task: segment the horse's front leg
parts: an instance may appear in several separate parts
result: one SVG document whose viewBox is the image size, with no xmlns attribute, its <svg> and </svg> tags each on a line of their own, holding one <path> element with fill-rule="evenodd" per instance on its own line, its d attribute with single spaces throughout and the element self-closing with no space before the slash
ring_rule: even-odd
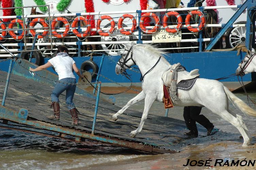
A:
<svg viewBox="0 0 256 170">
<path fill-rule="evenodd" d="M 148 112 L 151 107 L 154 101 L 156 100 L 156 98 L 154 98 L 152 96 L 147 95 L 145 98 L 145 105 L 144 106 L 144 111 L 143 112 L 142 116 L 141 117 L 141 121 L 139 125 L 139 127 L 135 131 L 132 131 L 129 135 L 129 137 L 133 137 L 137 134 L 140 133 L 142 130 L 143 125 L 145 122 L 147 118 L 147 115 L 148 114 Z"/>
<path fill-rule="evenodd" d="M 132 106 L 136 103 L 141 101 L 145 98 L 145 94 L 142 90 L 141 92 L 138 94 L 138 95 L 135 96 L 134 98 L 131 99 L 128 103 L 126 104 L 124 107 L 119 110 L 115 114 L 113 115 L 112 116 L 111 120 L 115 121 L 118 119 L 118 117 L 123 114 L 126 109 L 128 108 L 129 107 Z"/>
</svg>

* **WHAT IS BEING ASKED**
Rewrite all of the lines above, changing "front leg" to "hind leg" and leaving everything else as it is. Omit the pictures from your answer.

* **COMPLETE OUTPUT**
task: segment the horse's hind leg
parts: an instance may appear in several separate parts
result: one SVG document whose viewBox is the image size, with no xmlns attribute, its <svg> and </svg> tags each on a line of their own, holding one <path> element with fill-rule="evenodd" per instance on its own line, its d attribute with single spaces throughout and the element self-closing with no space before the slash
ring_rule: even-odd
A:
<svg viewBox="0 0 256 170">
<path fill-rule="evenodd" d="M 148 112 L 151 107 L 154 101 L 156 100 L 156 98 L 154 98 L 152 96 L 147 95 L 145 98 L 145 105 L 144 106 L 144 111 L 143 112 L 142 116 L 141 117 L 141 121 L 139 125 L 139 127 L 135 131 L 132 131 L 129 135 L 129 137 L 133 137 L 137 134 L 140 133 L 142 130 L 143 125 L 145 122 L 147 118 L 147 115 L 148 114 Z"/>
<path fill-rule="evenodd" d="M 132 106 L 136 103 L 141 101 L 145 98 L 145 94 L 142 90 L 141 92 L 138 94 L 138 95 L 135 96 L 134 98 L 131 99 L 128 103 L 126 104 L 124 107 L 119 110 L 115 114 L 113 115 L 112 116 L 111 120 L 115 121 L 118 119 L 118 117 L 123 114 L 126 109 L 128 108 L 129 107 Z"/>
</svg>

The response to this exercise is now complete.